*Work to complete*. What is the number of lines in these entries that contain "white"? State it alone.

*** Opening of Available data ***

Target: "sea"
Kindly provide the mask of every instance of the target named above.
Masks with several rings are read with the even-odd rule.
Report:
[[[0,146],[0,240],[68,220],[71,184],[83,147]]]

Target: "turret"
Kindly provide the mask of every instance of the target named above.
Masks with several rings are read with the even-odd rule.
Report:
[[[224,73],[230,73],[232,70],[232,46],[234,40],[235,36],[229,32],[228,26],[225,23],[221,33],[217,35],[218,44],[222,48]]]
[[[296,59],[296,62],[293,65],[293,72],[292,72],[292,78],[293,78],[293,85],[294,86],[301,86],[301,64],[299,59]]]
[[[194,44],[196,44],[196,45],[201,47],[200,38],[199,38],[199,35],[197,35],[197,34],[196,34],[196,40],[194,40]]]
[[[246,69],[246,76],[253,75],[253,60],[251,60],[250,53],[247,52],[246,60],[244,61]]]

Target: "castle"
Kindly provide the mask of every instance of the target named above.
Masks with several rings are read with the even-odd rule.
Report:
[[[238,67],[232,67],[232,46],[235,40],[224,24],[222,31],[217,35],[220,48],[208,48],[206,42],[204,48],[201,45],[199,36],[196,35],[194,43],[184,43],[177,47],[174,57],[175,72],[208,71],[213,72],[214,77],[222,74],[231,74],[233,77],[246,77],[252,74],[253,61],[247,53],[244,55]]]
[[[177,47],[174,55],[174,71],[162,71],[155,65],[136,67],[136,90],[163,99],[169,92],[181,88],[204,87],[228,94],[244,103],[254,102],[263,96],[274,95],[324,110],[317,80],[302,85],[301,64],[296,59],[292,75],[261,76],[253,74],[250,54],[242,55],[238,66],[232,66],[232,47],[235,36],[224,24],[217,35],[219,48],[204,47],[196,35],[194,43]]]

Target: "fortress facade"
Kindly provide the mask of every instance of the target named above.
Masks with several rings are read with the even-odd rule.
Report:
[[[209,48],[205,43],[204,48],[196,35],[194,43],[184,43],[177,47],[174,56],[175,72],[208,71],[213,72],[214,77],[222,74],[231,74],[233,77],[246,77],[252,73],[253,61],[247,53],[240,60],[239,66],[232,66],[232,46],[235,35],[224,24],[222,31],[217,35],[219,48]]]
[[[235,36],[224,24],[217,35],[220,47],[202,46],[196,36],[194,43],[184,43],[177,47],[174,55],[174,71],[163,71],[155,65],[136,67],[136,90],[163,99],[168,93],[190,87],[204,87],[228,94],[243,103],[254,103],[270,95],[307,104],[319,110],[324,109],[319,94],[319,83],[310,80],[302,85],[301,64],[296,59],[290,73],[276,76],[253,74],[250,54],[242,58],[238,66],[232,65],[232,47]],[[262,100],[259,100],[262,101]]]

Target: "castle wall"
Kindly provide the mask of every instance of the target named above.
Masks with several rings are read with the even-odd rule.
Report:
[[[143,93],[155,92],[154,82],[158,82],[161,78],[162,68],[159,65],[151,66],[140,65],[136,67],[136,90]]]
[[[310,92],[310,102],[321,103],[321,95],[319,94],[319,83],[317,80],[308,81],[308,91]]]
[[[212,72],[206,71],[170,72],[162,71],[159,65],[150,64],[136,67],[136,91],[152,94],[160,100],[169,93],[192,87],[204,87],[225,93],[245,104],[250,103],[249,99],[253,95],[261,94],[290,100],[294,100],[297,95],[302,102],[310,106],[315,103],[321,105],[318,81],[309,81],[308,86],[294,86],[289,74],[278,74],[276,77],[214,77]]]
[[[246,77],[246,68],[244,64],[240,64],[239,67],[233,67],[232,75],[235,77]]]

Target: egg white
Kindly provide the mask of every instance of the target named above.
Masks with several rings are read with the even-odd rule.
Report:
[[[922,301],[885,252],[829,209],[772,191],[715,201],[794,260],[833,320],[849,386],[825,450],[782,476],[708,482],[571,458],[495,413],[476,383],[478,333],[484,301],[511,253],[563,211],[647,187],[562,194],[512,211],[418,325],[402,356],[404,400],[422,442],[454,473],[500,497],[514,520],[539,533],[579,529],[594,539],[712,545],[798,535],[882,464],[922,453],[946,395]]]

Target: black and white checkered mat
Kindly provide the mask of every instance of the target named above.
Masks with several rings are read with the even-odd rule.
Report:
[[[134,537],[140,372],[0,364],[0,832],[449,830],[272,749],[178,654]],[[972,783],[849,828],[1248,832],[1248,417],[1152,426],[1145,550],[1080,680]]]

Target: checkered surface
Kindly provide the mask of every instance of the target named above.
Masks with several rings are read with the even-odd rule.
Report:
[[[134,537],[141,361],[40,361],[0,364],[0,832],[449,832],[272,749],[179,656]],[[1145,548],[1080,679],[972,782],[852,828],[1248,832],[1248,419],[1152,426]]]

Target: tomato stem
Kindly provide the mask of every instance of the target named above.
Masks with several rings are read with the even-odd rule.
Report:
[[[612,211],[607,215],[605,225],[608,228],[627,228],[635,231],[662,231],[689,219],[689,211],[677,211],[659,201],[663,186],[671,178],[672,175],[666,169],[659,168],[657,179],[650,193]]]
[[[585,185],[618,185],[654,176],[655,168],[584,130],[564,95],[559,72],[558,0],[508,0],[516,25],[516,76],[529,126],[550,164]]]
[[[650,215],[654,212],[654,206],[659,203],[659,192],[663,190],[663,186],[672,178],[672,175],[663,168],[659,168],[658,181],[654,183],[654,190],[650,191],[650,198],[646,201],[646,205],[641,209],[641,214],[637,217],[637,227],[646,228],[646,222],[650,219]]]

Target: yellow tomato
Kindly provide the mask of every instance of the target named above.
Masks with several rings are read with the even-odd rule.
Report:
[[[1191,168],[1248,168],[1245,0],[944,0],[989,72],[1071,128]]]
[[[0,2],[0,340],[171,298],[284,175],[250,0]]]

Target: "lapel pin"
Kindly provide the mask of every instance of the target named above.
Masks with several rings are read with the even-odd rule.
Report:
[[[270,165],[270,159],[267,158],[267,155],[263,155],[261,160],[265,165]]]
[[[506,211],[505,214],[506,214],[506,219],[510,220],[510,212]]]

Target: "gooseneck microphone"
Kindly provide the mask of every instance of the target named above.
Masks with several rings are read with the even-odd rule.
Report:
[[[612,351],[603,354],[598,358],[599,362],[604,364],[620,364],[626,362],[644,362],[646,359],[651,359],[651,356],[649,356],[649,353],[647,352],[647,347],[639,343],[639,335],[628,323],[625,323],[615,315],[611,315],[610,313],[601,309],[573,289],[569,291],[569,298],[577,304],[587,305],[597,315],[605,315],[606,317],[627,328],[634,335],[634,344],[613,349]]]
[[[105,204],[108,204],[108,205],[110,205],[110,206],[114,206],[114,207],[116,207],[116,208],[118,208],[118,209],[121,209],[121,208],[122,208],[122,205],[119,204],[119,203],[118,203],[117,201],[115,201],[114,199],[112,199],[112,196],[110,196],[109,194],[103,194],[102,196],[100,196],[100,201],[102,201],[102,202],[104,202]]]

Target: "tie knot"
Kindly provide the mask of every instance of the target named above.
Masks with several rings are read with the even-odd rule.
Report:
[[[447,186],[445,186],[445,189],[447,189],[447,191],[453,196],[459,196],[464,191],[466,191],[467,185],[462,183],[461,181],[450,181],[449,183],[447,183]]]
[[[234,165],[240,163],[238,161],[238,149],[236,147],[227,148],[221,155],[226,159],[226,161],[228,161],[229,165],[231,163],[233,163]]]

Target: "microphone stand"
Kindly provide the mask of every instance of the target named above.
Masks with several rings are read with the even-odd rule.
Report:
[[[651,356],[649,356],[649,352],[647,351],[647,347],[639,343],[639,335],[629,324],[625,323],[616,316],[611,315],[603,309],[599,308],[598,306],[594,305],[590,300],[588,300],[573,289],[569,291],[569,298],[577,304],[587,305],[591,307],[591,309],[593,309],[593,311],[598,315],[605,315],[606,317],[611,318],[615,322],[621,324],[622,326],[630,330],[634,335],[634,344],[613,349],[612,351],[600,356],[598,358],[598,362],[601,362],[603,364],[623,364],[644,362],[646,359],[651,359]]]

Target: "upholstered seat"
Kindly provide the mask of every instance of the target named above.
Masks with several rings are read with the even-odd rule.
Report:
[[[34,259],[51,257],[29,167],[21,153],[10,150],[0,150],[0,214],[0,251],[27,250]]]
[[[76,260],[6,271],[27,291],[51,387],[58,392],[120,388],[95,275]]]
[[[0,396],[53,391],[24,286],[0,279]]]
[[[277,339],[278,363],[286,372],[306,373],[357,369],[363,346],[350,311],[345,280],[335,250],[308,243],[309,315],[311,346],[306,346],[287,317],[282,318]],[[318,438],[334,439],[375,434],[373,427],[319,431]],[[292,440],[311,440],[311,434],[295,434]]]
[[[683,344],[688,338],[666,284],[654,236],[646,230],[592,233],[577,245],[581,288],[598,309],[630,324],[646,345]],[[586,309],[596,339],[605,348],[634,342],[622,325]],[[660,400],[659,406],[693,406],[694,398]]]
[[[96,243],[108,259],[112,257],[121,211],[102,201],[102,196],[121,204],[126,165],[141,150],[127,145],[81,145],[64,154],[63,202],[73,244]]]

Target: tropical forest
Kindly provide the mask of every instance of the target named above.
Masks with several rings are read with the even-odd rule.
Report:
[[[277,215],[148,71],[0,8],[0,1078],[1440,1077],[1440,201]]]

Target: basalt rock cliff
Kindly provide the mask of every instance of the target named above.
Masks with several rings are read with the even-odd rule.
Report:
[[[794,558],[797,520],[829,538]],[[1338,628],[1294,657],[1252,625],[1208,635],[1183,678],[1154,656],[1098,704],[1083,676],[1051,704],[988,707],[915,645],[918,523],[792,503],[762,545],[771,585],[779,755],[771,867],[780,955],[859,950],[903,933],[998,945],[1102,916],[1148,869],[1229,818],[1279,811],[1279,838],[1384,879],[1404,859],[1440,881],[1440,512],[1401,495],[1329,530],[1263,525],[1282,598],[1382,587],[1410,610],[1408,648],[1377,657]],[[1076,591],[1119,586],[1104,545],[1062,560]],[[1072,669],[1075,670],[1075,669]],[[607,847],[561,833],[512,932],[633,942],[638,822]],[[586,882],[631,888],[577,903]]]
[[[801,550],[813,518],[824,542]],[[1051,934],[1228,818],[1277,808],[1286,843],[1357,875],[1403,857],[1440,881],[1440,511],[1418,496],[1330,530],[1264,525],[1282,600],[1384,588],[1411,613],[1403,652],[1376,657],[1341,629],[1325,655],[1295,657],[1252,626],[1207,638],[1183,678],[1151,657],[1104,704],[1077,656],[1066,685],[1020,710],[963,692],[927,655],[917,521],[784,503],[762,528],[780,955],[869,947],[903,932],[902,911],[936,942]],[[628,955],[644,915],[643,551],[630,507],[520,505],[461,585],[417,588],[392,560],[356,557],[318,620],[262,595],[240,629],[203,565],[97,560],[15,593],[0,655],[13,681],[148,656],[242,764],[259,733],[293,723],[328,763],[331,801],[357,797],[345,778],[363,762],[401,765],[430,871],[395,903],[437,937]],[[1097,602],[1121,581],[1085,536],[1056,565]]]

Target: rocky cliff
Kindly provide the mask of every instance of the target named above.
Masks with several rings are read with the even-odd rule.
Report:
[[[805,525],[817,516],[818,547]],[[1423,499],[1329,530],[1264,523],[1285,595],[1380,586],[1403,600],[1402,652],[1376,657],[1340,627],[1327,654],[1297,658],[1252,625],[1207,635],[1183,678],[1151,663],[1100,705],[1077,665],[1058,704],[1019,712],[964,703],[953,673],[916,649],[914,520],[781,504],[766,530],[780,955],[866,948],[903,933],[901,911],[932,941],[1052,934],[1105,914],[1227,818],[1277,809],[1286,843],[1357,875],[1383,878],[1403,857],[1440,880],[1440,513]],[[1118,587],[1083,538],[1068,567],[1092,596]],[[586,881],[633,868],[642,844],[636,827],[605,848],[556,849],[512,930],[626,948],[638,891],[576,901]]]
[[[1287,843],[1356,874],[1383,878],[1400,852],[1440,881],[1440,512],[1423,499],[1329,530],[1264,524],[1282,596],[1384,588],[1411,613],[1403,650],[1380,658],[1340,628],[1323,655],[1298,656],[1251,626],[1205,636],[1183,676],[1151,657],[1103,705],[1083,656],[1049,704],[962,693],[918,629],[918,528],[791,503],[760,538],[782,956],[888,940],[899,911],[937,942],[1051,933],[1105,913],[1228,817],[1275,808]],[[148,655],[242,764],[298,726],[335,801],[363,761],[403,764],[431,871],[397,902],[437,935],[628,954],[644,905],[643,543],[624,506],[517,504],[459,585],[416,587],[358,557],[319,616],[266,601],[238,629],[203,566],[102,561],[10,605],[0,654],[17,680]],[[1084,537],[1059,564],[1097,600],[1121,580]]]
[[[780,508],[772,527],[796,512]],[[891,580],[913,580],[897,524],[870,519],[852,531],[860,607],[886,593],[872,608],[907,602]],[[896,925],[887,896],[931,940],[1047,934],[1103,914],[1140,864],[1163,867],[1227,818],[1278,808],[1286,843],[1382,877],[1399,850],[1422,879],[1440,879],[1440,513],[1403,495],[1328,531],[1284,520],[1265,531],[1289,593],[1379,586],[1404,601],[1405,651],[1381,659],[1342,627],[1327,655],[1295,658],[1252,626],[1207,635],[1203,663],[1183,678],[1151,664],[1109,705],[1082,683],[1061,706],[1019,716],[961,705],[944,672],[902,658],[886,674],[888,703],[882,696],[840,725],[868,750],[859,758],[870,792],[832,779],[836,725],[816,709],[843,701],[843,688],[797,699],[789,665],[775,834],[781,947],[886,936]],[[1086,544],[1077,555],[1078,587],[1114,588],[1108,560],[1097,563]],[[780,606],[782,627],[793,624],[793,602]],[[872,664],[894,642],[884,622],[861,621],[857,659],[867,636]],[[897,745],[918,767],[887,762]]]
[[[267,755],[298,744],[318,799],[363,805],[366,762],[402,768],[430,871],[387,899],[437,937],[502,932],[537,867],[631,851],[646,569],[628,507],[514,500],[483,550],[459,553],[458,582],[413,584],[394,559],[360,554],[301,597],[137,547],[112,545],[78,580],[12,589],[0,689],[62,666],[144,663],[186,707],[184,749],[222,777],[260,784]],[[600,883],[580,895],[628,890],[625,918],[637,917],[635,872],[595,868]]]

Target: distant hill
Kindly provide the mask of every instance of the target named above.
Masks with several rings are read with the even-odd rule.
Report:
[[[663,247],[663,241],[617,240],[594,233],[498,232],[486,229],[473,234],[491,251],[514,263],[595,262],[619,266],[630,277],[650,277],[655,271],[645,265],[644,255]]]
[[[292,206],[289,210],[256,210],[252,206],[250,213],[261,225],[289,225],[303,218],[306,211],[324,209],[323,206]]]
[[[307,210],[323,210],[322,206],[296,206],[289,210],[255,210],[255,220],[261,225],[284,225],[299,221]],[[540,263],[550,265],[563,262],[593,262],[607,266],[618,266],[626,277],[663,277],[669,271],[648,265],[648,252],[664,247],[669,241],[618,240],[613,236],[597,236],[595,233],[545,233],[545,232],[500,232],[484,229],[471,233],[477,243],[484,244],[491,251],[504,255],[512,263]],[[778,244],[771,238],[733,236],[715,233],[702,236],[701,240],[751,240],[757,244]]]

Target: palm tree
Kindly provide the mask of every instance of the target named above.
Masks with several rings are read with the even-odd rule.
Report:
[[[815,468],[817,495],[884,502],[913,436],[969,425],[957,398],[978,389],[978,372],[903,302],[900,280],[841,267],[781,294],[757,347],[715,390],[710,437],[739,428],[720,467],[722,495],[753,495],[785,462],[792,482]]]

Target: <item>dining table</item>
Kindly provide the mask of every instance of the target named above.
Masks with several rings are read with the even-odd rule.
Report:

*** Close of Available data ***

*Task output*. 2